__Text block__
Since we only deal with the Nanning municipal and the Guangxi provincial Medicare agencies, we are familiar with their regulations pertaining to reimbursements. As a result, there is normally no material difference between the amounts we bill and the amounts we receive for services provided to Medicare patients.

Results of Operation - Three months ended June 30, 2013 and 2012

Material changes of items in our Statement of Operations for the three months ended June 30, 2013, as compared to the three months ended June 30, 2012, are discussed below.

Operating Revenue - Operating revenue for the three month period ended June 30, 2013, which resulted primarily from in-patient service revenue and out-patient revenue, was $627,986, a decrease of $116,270 or 16%, as compared with the operating revenue of $744,256 for the same period of 2012. Our out-patient service revenue was $340,114 for the three month period ended June 30, 2013, as compared to $327,949 for the same period in 2012, an increase of $12,165. The out-patient service revenue remained fairly flat with a slight increase of 4%. Our in-patient service revenue was $287,872 for the three month period ended June 30, 2013 as compared to $416,307, a decrease of $128,435 or 31% as compared to the same period in 2012. The decrease in the in-patient service revenue was primarily due to a change in the Municipal Health Insurance regulations. Starting at the end of 2012, Municipal Health Insurance requires that the hospitals stop waiving co-insurance payments from patients. This has discouraged patients from using our in-patient services and greatly impacted the admission headcount in the in-patient service sector.

Operating Expenses - Operating expenses were $584,212 for the three month period ended June 30, 2013, a decrease of $159,663 or 21% as compared to $743,875 for the same period of 2012. The decrease was primarily due to a decrease of approximately of $76,000 in medicine and supplies sales resulting from the decrease of in-patient services and a decrease of approximately of $87,000 in depreciation expenses, offset by an increase of approximately $3,349 in other operating expense.

Income from Operations - Operating income was $43,774 for the three month period ended June 30, 2013, an increase of $43,393 as compared to an operating income of $381 for the same period of 2012. The primary reasons for the increase are the aforementioned changes in operating revenue and operating expenses.

Interest Expense - Interest expense for the three-month period ended June 30, 2013 was $88,783 as compared to $34,462 for the three-month period ended March 31, 2012, an increase of $54,321 or 158%. The increase was primarily due to the increase in related party loan and contingent liability.

Net Loss - As a result of the forgoing, the Company had a net loss of $37,775 during the quarter ended June 30, 2013, compared to a net loss of $24,868 for the comparative period in 2012, an increase of $44,267.

__Extracted data__
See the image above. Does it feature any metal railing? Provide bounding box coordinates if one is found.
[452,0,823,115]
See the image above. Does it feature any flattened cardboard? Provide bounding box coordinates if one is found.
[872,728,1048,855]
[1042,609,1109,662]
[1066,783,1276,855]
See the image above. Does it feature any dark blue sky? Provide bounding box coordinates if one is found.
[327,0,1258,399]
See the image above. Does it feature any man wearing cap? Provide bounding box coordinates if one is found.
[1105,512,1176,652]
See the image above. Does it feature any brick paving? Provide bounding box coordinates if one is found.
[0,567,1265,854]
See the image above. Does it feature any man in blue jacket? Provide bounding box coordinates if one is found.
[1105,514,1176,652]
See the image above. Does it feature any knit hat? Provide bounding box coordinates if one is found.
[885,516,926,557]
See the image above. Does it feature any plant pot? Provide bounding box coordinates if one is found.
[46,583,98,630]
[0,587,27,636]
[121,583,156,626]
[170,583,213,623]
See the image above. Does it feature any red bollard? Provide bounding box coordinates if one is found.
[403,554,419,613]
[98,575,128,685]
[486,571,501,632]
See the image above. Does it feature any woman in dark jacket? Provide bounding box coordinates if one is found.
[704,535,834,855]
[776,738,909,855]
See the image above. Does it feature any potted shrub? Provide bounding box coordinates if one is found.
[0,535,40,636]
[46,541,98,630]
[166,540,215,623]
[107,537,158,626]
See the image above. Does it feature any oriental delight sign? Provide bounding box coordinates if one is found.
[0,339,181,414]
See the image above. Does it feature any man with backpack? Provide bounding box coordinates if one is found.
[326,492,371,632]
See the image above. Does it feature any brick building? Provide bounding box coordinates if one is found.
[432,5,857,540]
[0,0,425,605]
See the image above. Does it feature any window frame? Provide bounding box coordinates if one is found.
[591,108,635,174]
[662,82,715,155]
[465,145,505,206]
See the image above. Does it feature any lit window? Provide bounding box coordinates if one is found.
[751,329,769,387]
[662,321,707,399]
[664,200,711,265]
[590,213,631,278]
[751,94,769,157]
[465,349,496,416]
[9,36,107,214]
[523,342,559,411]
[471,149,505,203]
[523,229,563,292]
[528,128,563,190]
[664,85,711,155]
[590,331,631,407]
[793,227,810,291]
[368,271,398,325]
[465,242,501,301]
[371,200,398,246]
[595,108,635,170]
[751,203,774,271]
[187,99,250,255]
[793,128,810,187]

__Task instructions__
In the operating results discussion, what was the out-patient service revenue for the three months ended June 30, 2013?

__Written answer__
$340,114